Im Sommer 2022 mussten wir im Kanton Graubünden vermehrt die Anwesenheit und das Aufkommen des Gänsegeiers sowie Schäden im Rahmen der Weidehaltung bei Nutztieren feststellen. Ein Wachstum der Gänsegeierpopulation wird in Zukunft auch die Schäden bei der Nutztierhaltung erhöhen und die natürliche Weidehaltung belasten und erschweren.

Deshalb stellen wir folgende Fragen an die Regierung:

  1. Was unternimmt die Regierung gegen das steigende Aufkommen des Gänsegeiers?
  2. Hat der Kanton aktuelle Zahlen der Population? Wie beurteilt die Regierung die Populationsentwicklung in Zahlen in den nächsten Jahren?
  3. Welche Möglichkeit der Regulation hat der Kanton gegenüber der Gänsegeierpopulation?
  4. Welche Auswirkung hat der Gänsegeier auf die einheimische Vogelpopulation?

Chur, 3. September 2022

Roffler, Sgier, Beeli, Brandenburger, Brunold, Butzerin, Candrian, Casutt, Cortesi, Crameri (Surava), Della Cà, Derungs, Dürler, Favre Accola, Gort, Grass, Hefti, Hug, Krättli, Lamprecht, Lehner, Loi, Luzio, Menghini-Inauen, Messmer-Blumer, Michael (Donat), Morf, Righetti, Salis, Schutz, Stocker, Tanner, Tomaschett, Weber, Wieland, Zanetti (Sent)

Inhalt des Datensatzes.
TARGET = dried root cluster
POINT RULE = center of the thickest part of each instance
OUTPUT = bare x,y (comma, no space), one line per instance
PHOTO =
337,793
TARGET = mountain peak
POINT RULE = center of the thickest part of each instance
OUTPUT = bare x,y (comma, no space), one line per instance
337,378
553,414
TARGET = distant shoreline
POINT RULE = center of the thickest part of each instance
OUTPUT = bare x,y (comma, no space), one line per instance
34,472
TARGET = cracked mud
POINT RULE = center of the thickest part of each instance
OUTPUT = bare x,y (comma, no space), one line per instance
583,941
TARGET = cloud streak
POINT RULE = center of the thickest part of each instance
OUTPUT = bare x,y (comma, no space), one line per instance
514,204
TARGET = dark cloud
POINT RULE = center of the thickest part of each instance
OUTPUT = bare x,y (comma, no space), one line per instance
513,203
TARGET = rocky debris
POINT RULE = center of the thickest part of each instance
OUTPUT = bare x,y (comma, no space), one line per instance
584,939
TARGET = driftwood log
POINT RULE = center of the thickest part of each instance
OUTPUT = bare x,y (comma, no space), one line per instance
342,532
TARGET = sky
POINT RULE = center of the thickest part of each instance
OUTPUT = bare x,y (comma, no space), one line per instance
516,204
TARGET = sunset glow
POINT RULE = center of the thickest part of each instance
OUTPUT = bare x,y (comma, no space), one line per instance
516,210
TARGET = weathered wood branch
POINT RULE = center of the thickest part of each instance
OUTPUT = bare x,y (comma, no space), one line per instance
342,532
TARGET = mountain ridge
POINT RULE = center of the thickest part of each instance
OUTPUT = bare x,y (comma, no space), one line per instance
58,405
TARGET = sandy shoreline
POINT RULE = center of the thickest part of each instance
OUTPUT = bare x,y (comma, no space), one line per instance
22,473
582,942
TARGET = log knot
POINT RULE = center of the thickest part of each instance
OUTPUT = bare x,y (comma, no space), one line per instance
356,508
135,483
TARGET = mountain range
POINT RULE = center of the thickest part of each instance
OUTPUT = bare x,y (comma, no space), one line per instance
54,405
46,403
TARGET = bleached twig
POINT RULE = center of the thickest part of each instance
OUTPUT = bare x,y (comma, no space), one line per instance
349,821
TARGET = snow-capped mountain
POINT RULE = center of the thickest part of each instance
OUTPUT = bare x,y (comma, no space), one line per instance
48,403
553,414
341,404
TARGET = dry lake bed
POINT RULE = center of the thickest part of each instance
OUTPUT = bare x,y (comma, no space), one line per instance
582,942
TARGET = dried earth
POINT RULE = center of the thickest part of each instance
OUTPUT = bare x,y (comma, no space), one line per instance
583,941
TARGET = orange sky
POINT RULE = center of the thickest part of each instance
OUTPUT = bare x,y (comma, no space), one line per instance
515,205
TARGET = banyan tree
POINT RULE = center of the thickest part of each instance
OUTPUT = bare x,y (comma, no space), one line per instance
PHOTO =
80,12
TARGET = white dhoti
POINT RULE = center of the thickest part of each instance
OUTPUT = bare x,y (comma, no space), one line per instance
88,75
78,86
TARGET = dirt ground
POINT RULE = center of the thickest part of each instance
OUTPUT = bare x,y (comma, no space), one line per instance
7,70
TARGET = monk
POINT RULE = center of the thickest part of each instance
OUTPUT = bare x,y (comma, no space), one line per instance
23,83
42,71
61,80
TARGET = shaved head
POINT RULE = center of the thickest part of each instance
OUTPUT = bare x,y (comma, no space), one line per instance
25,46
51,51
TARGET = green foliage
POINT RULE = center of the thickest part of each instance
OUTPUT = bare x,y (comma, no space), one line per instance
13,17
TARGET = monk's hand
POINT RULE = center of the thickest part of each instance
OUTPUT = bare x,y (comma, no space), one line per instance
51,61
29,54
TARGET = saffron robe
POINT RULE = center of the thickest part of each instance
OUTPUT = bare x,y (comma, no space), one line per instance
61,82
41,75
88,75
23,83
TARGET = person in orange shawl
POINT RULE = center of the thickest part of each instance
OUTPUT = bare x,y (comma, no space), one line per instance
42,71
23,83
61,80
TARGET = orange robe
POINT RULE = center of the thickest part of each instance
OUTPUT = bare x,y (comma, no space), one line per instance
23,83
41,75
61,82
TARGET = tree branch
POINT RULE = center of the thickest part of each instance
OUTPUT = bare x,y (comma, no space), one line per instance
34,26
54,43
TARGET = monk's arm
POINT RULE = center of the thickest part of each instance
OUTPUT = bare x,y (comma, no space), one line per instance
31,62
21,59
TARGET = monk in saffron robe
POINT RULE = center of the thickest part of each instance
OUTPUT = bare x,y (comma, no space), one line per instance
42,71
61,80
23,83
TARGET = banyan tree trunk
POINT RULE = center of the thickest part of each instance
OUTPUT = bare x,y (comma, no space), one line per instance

Zu erledigende Aufgaben.
1. Beantworten Sie anhand des Textes zum Gänsegeier folgende Punkte:
(a) In welchem Kanton wurden im Sommer 2022 vermehrt Gänsegeier und Schäden bei Nutztieren festgestellt?
(b) An wen sind die gestellten Fragen gerichtet?
(c) Mit welchem Ort und welchem Datum ist der Text versehen?
2. Schreiben Sie aus dem Text zum Gänsegeier die Passage von „Chur, 3. September“ bis einschließlich „Wieland, Zanetti (Sent)“ wortgetreu ab.

Lösungen zur Übung.
1.
(a) Im Kanton Graubünden.
(b) An die Regierung.
(c) Chur, 3. September 2022.

2.
Chur, 3. September 2022

Roffler, Sgier, Beeli, Brandenburger, Brunold, Butzerin, Candrian, Casutt, Cortesi, Crameri (Surava), Della Cà, Derungs, Dürler, Favre Accola, Gort, Grass, Hefti, Hug, Krättli, Lamprecht, Lehner, Loi, Luzio, Menghini-Inauen, Messmer-Blumer, Michael (Donat), Morf, Righetti, Salis, Schutz, Stocker, Tanner, Tomaschett, Weber, Wieland, Zanetti (Sent)